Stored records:

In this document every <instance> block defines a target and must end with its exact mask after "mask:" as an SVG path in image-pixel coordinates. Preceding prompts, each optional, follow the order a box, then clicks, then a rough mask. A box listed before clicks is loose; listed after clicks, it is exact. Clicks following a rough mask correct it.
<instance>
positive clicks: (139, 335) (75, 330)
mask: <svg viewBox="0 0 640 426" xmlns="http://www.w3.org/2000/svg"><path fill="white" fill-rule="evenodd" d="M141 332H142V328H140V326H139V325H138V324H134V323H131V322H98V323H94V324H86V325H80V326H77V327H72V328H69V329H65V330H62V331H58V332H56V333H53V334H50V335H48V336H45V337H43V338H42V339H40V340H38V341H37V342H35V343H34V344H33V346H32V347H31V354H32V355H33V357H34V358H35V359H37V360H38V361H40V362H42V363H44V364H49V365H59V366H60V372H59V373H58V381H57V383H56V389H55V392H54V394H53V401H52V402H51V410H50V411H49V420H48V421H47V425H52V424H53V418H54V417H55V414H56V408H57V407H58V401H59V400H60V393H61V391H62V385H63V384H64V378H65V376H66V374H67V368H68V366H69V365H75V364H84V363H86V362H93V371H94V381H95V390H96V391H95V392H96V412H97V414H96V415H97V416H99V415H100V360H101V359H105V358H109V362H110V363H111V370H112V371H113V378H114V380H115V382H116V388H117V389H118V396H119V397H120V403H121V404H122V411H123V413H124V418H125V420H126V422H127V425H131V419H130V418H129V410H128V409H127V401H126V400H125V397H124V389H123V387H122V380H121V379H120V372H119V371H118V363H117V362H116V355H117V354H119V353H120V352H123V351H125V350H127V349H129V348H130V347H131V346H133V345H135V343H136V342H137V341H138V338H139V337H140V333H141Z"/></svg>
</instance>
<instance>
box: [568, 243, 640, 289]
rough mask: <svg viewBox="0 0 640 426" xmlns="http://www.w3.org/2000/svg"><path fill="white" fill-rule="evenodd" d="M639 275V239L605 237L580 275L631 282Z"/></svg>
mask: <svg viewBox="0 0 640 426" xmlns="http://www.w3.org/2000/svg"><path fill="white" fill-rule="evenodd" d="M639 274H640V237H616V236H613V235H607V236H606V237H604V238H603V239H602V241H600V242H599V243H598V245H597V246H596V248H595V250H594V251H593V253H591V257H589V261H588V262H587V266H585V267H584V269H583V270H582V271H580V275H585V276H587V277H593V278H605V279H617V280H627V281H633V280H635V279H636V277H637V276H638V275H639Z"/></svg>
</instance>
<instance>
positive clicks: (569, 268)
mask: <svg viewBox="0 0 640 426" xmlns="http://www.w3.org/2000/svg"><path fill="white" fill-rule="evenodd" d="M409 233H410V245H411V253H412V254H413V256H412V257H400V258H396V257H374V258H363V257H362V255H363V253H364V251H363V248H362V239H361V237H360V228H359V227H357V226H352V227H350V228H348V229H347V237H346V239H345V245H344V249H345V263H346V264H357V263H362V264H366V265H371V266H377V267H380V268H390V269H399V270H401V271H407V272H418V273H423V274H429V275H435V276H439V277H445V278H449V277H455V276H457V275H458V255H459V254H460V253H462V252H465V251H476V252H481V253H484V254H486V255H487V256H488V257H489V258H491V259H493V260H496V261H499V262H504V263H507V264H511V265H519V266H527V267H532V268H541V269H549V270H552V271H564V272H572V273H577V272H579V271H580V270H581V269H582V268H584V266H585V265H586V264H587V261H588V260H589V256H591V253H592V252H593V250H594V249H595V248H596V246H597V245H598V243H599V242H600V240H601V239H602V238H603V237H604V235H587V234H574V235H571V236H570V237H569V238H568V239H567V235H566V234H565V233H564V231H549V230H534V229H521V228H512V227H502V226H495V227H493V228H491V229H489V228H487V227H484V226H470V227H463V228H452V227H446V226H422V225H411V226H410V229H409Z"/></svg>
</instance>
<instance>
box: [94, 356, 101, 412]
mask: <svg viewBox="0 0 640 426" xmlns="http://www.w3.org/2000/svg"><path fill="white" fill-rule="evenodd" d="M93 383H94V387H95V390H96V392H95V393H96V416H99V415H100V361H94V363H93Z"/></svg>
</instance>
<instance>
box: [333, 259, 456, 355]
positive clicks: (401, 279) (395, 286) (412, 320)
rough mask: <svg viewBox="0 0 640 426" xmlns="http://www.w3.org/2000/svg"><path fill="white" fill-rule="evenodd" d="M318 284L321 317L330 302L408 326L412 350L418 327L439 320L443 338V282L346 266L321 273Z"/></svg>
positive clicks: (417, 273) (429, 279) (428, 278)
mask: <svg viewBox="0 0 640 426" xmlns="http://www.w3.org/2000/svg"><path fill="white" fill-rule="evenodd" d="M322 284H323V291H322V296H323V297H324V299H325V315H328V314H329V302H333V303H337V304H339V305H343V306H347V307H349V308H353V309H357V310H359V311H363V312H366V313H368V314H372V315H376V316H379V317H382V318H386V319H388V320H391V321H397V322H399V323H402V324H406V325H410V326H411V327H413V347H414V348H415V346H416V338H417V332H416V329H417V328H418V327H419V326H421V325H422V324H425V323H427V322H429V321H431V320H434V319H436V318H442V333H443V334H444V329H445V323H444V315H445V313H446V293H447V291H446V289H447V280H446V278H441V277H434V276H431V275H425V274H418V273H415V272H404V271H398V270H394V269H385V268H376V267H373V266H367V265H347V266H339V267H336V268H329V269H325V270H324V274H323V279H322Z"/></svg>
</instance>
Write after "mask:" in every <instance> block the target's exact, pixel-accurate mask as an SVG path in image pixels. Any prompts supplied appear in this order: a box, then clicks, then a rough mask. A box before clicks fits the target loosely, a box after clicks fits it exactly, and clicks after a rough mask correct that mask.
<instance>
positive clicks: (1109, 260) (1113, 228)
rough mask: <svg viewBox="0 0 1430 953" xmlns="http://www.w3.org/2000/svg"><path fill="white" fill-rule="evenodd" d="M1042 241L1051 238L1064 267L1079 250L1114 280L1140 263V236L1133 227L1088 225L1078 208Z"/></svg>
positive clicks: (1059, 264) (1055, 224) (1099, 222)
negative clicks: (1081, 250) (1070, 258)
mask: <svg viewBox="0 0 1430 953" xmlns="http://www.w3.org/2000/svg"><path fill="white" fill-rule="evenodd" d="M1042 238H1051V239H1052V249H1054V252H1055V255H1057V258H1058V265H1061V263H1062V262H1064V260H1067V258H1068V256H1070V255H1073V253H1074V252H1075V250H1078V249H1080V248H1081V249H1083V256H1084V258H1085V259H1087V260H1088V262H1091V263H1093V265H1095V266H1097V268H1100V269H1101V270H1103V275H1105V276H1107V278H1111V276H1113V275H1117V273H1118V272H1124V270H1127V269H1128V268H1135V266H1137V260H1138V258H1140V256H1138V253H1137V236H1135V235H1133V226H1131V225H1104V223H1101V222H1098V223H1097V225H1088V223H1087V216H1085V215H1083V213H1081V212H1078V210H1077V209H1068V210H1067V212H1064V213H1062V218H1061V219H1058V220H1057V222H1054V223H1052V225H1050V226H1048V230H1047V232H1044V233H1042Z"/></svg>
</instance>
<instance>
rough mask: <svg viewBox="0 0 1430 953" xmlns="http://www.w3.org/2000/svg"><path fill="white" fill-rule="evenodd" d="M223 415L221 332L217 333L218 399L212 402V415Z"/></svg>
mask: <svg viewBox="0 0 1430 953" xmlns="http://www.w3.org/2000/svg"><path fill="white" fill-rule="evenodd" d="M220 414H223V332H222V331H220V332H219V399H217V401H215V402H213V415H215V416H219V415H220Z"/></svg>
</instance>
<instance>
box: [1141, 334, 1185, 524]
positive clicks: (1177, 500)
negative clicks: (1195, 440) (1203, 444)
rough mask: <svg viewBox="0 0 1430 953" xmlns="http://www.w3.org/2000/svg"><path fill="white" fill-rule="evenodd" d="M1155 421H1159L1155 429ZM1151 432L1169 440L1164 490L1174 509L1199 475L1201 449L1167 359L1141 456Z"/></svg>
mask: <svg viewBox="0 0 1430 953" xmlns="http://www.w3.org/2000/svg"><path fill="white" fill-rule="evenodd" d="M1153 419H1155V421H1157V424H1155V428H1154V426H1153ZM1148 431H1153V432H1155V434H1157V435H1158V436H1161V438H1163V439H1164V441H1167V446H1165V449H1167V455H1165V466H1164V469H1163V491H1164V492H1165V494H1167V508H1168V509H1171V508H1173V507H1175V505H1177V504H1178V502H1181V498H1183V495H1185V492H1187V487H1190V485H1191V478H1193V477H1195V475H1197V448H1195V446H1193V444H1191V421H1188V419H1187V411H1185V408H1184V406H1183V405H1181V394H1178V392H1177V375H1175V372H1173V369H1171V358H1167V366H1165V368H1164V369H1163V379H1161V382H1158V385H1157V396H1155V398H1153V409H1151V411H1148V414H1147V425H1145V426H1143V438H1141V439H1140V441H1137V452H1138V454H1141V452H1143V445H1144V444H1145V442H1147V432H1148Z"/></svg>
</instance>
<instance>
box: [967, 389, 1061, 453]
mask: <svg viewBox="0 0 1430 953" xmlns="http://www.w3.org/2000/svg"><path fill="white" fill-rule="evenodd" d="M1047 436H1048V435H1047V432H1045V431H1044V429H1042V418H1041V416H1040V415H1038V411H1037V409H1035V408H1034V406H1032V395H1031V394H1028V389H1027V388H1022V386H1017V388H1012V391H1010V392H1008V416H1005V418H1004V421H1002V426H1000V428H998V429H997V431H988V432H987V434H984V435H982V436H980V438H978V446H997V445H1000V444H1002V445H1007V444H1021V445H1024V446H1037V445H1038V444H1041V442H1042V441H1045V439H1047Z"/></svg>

WHAT IS EXPECTED:
What is needed is an exact copy of the entries from their first line down to the line with "box: [568, 243, 640, 289]", that line included, and nothing beyond it.

REPLY:
In this document every <instance> block defines a target and must end with its exact mask after "mask:" as an SVG path in image-pixel coordinates. Preceding prompts, each optional, follow the order a box, then clicks, then a rough mask. A box listed before clicks is loose; listed after clicks, it is exact. Clicks following a rough mask correct it.
<instance>
positive clicks: (139, 335) (75, 330)
mask: <svg viewBox="0 0 640 426" xmlns="http://www.w3.org/2000/svg"><path fill="white" fill-rule="evenodd" d="M141 332H142V328H140V326H139V325H138V324H134V323H131V322H98V323H94V324H86V325H80V326H77V327H72V328H69V329H65V330H62V331H58V332H56V333H53V334H50V335H48V336H45V337H43V338H42V339H40V340H38V341H37V342H35V343H34V344H33V346H32V347H31V354H32V355H33V357H34V358H35V359H37V360H38V361H40V362H42V363H44V364H49V365H59V366H60V372H59V373H58V381H57V383H56V389H55V392H54V394H53V401H52V402H51V410H50V411H49V420H48V421H47V425H52V424H53V418H54V417H55V414H56V408H57V407H58V401H59V400H60V393H61V391H62V385H63V384H64V378H65V376H66V374H67V368H68V366H69V365H75V364H84V363H86V362H93V371H94V381H95V390H96V391H95V392H96V412H97V414H96V415H97V416H99V415H100V360H101V359H105V358H109V362H110V363H111V370H112V371H113V378H114V380H115V382H116V388H117V389H118V396H119V397H120V403H121V404H122V411H123V413H124V418H125V420H126V422H127V425H131V419H130V418H129V410H128V409H127V401H126V400H125V397H124V389H123V387H122V380H121V379H120V372H119V371H118V363H117V362H116V355H117V354H119V353H120V352H123V351H125V350H127V349H129V348H130V347H131V346H133V345H135V343H136V342H137V341H138V338H139V337H140V333H141Z"/></svg>
</instance>
<instance>
box: [568, 243, 640, 289]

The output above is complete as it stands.